XCIS is defined only from a restricted open shell Hartree-Fock ground state reference, as it would be difficult to uniquely define singly occupied orbitals in a UHF wave function. In addition, $\beta $ unoccupied orbitals, through which the spin-flip double excitation proceeds, may not match the half-occupied $\alpha $ orbitals in either character or even symmetry.

For molecules with closed shell ground states, both the HF ground and CIS excited states emerge from diagonalization of the Hamiltonian in the space of the HF reference and singly excited substituted configuration state functions. The XCIS case is different because the restricted class of double excitations included could mix with the ground state and lower its energy. This mixing is avoided to maintain the size consistency of the ground state energy.

With the inclusion of the restricted set of doubles excitations in the excited states, but not in the ground state, it could be expected that some fraction of the correlation energy be recovered, resulting in anomalously low excited state energies. However, the fraction of the total number of doubles excitations included in the XCIS wave function is very small and those introduced cannot account for the pair correlation of any pair of electrons. Thus, the XCIS procedure can be considered one that neglects electron correlation.

The computational cost of XCIS is approximately four times greater than CIS and ROCIS, and its accuracy for open shell molecules is generally comparable to that of the CIS method for closed shell molecules. In general, it achieves qualitative agreement with experiment. XCIS is available for doublet and quartet excited states beginning from a doublet ROHF treatment of the ground state, for excitation energies only.

6.2.4 Spin-Flip Extended CIS (SF-XCIS)

Spin-flip extended CIS (SF-XCIS) [403] is a spin-complete extension of the spin-flip single excitation configuration interaction (SF-CIS) method [404]. The method includes all configurations in which no more than one virtual level of the high spin triplet reference becomes occupied and no more than one doubly occupied level becomes vacant.

→ **Instruction**: Render this sentence from the passage on the XCIS method into Spanish: "Thus, the XCIS procedure can be considered one that neglects electron correlation."

→ **Extracted data**:
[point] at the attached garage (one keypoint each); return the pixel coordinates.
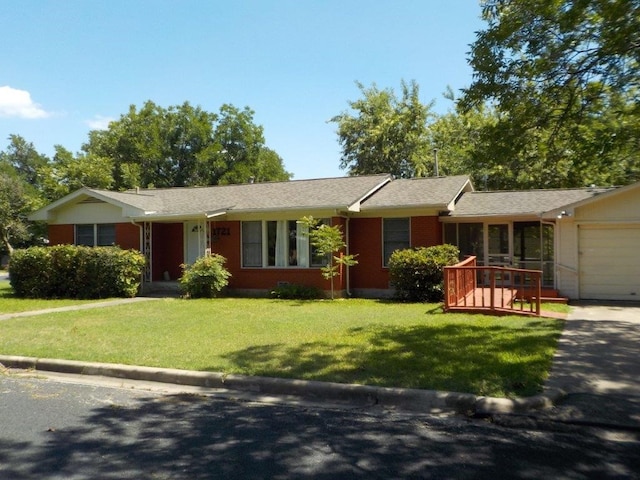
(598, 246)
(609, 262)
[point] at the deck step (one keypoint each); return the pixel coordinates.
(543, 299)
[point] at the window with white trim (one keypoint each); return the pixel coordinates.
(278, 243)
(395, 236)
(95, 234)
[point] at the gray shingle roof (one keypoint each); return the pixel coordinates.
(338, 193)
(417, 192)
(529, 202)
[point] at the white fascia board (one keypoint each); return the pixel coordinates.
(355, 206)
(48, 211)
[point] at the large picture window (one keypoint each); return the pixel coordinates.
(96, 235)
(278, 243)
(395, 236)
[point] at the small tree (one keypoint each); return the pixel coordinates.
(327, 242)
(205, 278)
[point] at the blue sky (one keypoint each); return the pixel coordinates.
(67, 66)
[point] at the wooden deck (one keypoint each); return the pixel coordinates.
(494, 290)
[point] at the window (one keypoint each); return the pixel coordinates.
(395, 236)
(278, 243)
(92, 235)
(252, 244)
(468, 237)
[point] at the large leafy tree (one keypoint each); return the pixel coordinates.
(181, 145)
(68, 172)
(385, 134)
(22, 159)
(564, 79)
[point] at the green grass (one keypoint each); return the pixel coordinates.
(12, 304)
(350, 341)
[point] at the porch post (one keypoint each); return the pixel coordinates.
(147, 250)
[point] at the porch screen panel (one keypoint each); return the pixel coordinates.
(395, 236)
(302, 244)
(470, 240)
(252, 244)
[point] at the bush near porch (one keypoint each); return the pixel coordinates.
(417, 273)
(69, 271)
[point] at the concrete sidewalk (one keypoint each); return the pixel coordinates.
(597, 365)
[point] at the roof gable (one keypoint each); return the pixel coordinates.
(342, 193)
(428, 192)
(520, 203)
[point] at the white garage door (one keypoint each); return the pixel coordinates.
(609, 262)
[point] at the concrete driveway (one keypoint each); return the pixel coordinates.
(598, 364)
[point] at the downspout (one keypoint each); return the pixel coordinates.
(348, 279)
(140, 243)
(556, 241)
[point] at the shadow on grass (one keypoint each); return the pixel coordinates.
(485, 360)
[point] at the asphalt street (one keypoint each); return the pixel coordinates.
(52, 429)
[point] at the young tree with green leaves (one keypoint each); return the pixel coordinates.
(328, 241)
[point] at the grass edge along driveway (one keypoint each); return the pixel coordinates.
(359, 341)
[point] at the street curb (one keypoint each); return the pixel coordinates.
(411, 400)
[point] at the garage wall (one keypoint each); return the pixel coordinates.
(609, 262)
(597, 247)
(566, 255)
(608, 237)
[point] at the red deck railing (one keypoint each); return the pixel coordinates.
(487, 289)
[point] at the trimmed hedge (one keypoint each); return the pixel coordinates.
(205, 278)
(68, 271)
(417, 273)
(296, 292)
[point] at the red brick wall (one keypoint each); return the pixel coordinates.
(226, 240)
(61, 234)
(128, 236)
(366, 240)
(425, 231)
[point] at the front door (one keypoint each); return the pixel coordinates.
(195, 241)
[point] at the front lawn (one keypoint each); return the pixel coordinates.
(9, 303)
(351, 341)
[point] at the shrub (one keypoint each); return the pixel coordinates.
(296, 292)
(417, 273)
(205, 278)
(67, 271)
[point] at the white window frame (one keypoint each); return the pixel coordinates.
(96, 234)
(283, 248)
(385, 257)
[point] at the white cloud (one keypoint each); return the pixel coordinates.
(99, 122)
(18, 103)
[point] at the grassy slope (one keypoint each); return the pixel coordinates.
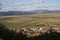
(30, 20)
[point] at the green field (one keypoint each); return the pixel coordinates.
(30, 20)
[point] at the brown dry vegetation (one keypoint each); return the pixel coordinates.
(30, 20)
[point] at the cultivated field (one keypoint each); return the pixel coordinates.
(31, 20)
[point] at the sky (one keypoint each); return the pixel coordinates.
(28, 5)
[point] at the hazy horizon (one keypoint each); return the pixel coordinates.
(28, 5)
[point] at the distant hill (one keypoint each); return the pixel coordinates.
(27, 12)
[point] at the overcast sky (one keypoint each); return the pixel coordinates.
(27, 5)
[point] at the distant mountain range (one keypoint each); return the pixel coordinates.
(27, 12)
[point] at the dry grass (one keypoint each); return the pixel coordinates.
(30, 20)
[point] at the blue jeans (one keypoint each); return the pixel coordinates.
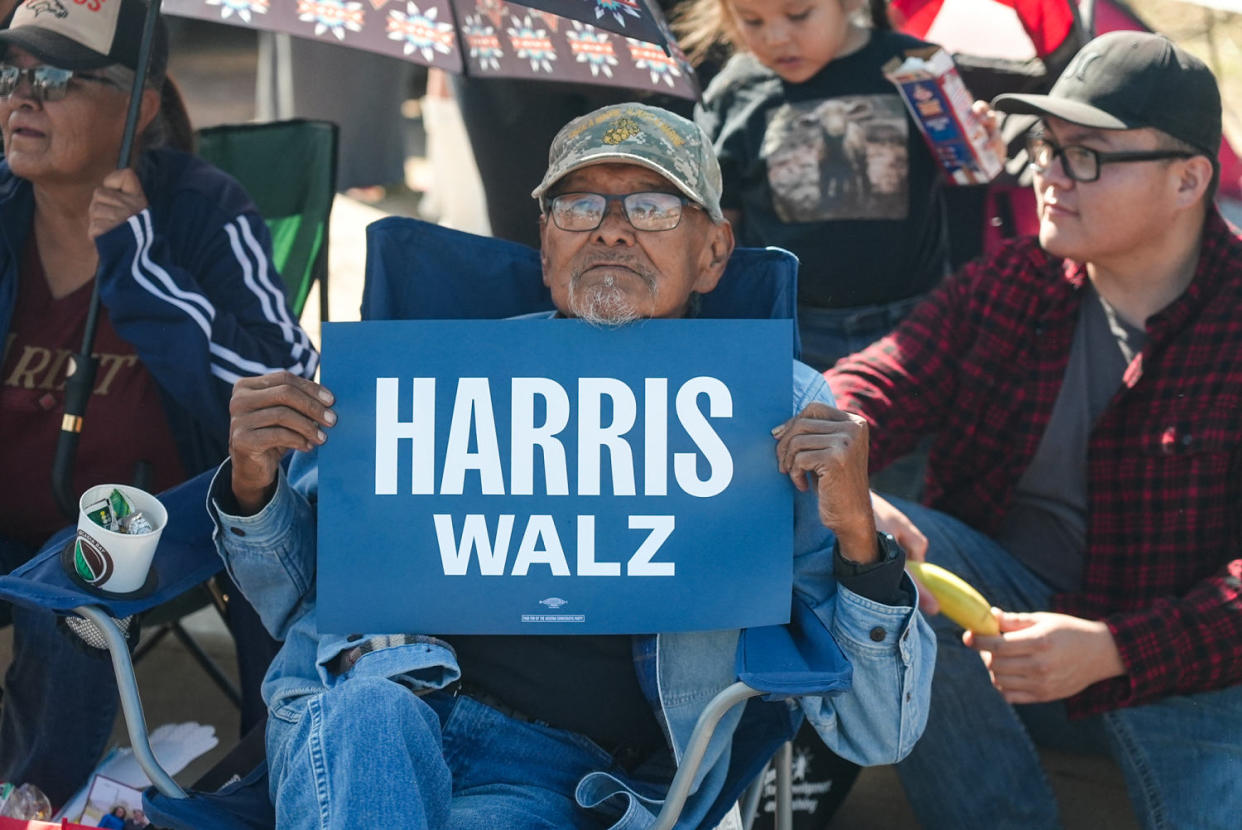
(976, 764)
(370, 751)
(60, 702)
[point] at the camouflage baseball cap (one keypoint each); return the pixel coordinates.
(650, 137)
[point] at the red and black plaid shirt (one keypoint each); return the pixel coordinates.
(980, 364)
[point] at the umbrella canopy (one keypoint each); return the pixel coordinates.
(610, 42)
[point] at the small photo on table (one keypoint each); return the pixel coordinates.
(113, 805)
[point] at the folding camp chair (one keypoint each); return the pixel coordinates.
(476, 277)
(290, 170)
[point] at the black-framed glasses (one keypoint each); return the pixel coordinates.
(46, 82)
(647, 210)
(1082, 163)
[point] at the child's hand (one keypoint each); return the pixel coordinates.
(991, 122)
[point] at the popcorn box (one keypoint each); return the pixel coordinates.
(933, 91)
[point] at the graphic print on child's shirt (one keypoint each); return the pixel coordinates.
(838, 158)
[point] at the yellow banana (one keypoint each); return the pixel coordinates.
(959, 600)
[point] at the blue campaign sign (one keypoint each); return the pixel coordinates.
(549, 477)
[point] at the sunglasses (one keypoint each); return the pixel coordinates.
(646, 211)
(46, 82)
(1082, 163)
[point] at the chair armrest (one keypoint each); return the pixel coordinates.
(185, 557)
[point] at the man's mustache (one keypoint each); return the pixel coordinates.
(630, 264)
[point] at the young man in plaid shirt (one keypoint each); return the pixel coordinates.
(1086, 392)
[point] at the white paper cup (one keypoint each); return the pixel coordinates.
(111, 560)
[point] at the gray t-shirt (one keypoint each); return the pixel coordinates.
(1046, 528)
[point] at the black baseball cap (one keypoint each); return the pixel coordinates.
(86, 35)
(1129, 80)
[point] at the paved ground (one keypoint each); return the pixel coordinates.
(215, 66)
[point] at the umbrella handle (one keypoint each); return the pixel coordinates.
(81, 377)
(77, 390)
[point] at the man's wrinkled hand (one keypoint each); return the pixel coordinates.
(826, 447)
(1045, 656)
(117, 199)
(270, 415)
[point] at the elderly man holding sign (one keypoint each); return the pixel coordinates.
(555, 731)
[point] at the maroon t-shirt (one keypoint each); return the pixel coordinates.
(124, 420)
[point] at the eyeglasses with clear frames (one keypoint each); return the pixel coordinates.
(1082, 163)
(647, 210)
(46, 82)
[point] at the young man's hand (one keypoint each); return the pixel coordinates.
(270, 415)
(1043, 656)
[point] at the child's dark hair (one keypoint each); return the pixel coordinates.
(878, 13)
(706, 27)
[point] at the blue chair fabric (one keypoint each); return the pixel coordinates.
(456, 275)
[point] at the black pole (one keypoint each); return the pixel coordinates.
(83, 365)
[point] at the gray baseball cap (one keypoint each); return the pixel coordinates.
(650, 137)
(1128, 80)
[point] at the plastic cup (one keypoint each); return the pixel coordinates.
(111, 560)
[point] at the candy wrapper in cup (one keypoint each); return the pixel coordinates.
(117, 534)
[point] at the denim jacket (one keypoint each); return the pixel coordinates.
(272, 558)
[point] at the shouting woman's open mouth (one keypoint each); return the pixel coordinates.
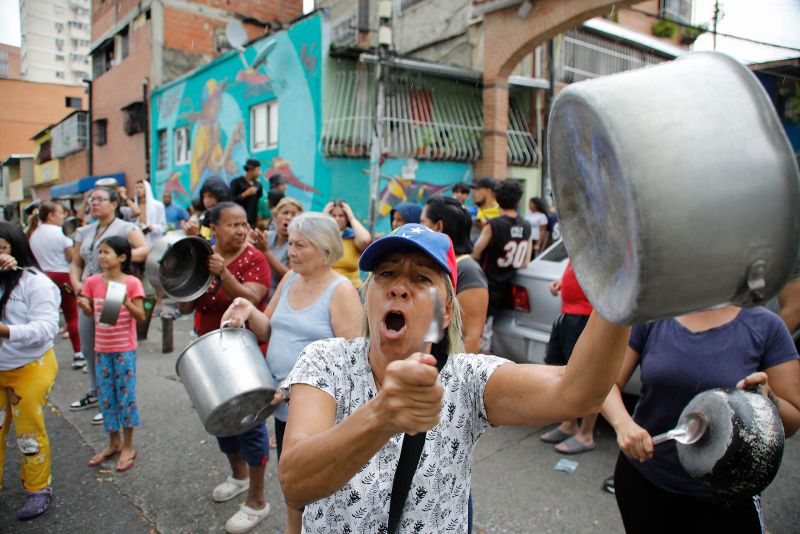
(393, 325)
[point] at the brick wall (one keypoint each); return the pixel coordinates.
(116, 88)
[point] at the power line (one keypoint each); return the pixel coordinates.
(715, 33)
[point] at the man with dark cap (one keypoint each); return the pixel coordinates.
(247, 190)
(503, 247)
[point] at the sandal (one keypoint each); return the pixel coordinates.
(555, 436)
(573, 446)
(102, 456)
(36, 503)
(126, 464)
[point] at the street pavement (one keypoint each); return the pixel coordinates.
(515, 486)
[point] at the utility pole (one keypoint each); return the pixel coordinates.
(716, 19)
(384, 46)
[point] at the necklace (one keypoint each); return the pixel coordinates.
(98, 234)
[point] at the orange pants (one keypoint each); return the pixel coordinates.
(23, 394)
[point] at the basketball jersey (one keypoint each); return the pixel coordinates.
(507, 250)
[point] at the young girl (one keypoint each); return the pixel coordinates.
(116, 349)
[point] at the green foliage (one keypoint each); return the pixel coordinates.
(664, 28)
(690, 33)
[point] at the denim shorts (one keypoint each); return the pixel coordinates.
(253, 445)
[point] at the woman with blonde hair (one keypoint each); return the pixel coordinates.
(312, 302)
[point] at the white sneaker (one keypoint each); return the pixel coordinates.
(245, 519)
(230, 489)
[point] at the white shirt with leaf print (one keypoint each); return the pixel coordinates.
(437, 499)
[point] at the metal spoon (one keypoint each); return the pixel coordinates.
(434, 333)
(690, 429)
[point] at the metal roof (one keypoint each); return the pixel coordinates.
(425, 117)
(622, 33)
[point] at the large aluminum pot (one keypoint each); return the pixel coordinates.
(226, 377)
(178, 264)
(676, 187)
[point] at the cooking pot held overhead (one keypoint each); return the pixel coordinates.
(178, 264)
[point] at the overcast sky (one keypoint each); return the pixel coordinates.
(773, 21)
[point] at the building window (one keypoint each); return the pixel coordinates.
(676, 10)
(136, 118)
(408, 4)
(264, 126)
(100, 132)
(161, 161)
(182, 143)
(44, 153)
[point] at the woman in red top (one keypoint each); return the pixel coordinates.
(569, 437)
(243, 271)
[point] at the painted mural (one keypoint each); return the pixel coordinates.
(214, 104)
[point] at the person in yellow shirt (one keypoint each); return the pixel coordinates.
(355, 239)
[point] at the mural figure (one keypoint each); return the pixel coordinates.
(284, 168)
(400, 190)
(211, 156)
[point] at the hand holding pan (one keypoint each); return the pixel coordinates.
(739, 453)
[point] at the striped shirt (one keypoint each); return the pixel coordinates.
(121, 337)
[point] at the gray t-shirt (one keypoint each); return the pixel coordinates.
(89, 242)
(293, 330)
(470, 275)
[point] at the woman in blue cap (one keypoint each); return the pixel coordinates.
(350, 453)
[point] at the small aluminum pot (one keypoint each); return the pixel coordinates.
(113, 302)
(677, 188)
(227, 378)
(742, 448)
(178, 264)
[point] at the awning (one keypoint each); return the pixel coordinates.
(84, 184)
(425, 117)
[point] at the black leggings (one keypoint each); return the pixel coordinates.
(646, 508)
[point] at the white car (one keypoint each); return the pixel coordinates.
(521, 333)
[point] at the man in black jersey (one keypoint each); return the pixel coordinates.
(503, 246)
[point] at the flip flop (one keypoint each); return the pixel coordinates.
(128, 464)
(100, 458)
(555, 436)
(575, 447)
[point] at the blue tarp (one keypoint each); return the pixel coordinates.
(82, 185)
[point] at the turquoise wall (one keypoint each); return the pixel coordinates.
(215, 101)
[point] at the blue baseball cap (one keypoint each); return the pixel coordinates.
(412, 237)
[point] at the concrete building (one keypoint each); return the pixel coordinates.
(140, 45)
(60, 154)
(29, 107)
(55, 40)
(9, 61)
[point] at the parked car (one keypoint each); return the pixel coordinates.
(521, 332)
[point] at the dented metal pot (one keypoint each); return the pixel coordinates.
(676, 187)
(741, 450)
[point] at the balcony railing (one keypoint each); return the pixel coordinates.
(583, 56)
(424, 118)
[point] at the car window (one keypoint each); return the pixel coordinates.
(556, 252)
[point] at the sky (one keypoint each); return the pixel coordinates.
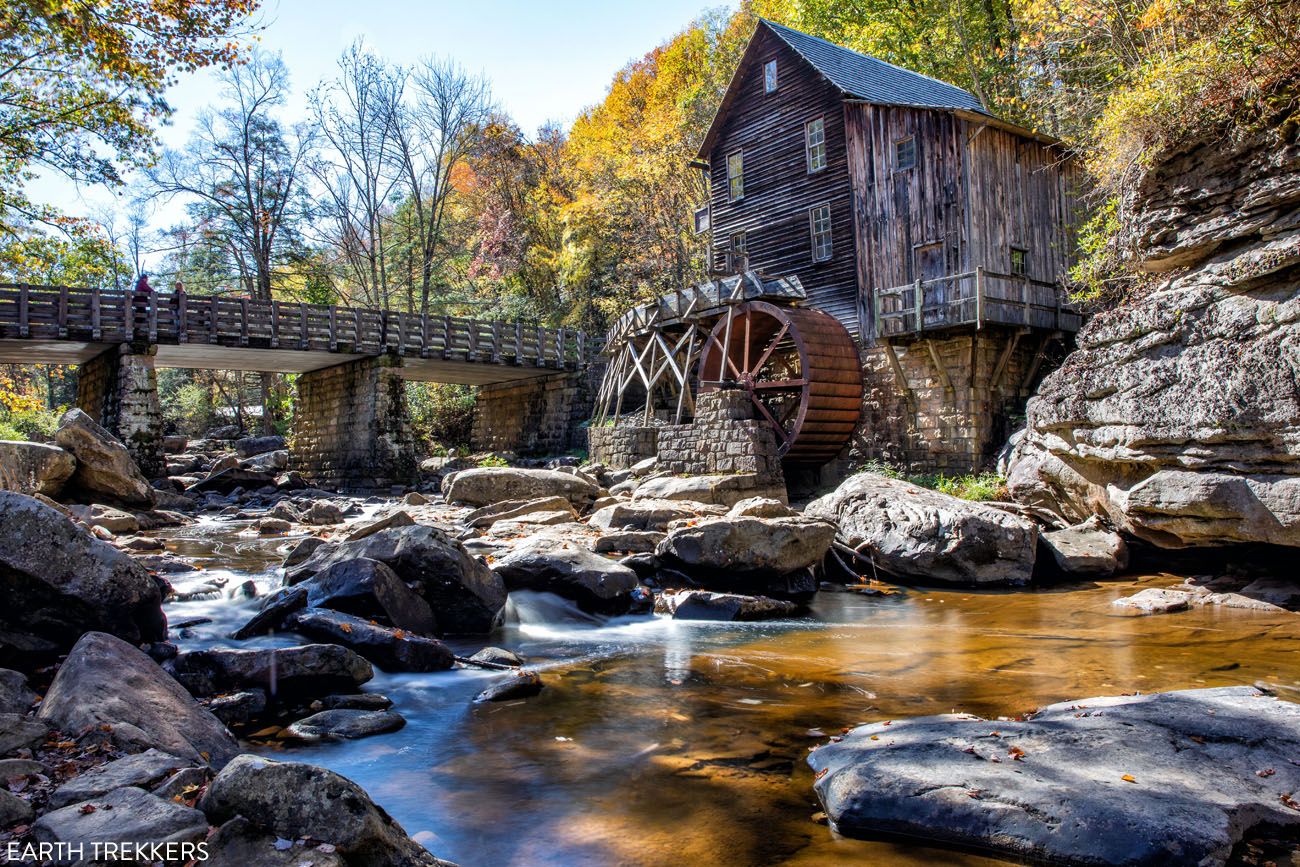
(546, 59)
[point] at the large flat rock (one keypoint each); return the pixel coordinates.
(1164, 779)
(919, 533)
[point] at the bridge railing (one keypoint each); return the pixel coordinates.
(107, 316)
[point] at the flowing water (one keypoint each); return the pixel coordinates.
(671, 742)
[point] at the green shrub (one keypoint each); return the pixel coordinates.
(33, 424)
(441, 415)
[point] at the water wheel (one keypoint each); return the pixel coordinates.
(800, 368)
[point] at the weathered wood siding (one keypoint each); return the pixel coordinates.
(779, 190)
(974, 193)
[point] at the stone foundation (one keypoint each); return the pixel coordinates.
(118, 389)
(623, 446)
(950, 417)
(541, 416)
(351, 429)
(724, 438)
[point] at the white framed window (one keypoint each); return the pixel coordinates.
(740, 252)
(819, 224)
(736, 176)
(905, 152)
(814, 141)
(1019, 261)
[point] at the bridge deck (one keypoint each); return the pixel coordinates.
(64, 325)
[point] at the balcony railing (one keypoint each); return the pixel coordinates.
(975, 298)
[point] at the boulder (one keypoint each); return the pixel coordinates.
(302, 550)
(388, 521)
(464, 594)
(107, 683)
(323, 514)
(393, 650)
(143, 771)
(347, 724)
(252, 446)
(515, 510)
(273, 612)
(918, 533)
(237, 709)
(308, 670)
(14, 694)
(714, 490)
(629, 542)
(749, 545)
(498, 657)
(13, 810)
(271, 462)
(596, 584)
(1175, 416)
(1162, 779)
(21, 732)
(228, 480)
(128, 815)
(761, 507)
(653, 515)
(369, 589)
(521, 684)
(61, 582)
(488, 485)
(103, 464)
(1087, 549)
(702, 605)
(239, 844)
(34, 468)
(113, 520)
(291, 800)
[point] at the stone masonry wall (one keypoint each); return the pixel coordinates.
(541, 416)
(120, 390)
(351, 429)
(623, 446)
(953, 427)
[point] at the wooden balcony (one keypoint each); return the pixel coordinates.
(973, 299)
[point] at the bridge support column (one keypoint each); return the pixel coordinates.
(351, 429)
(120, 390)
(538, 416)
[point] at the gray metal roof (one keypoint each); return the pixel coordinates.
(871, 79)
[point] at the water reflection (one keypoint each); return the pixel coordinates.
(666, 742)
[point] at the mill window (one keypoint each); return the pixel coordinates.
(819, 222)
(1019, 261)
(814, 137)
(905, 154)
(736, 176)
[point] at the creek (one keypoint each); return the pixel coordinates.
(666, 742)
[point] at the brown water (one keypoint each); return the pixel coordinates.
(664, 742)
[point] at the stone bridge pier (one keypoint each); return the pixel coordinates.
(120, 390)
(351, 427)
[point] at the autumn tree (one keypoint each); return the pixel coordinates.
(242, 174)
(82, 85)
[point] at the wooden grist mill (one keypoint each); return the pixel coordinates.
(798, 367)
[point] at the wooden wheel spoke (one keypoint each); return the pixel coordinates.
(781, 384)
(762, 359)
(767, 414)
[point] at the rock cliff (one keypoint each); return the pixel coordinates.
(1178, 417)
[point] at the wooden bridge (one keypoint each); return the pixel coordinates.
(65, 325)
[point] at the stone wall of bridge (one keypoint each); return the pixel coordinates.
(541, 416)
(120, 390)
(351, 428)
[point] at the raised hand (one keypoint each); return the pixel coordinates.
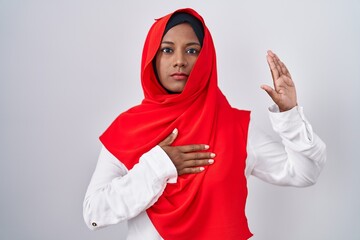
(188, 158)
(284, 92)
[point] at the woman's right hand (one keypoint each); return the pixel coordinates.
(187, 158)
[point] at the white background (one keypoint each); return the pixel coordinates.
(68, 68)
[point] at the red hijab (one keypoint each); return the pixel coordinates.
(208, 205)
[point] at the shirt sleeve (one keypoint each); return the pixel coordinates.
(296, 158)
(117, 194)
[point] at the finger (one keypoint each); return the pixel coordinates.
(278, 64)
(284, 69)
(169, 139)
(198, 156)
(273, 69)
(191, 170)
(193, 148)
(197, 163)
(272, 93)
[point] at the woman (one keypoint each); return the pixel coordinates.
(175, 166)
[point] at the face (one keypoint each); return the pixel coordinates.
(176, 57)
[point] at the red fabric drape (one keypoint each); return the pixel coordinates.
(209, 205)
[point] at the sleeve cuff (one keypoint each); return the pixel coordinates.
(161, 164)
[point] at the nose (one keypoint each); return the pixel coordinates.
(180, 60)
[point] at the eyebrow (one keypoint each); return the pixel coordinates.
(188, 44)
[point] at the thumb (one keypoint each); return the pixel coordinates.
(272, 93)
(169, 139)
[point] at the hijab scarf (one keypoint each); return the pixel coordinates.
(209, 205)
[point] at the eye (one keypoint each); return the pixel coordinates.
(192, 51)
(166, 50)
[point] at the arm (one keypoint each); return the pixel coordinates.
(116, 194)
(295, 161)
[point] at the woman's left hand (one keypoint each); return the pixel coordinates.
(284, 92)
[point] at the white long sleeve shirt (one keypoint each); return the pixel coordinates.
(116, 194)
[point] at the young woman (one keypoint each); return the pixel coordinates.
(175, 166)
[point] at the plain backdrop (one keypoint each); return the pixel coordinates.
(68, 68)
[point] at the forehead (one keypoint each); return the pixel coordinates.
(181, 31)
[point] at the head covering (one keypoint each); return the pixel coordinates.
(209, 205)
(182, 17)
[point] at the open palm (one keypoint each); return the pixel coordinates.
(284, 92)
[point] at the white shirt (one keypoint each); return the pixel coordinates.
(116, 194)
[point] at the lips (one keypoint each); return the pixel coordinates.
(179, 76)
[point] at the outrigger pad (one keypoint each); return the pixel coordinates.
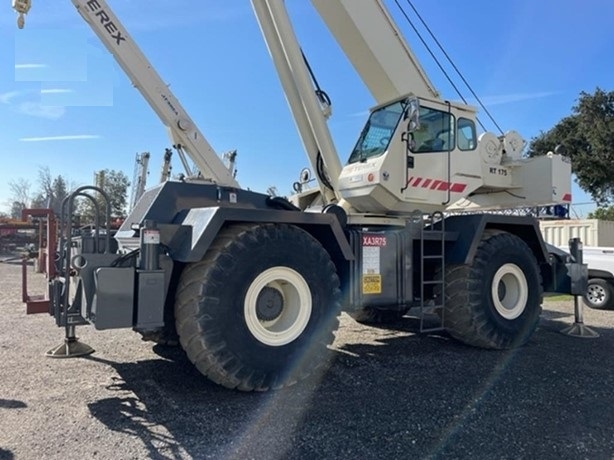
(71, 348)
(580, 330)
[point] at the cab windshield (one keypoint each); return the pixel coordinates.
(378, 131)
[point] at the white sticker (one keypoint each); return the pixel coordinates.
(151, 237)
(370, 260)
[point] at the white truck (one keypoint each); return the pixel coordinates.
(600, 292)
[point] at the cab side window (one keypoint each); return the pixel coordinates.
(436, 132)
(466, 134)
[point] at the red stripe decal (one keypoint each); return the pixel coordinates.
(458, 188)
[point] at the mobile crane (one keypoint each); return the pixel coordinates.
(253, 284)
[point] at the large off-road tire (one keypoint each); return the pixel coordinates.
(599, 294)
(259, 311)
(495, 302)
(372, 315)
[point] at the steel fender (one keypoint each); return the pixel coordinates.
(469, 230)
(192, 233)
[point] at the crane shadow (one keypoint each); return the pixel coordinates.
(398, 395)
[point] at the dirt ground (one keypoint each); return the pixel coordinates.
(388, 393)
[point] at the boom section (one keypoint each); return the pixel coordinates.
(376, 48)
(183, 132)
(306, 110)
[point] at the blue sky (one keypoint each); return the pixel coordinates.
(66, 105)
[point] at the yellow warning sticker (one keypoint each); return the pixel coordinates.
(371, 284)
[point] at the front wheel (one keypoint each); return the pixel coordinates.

→ **Result of this task**: Por lo tanto, el procedimiento XCIS puede considerarse uno que desprecia la correlación electrónica.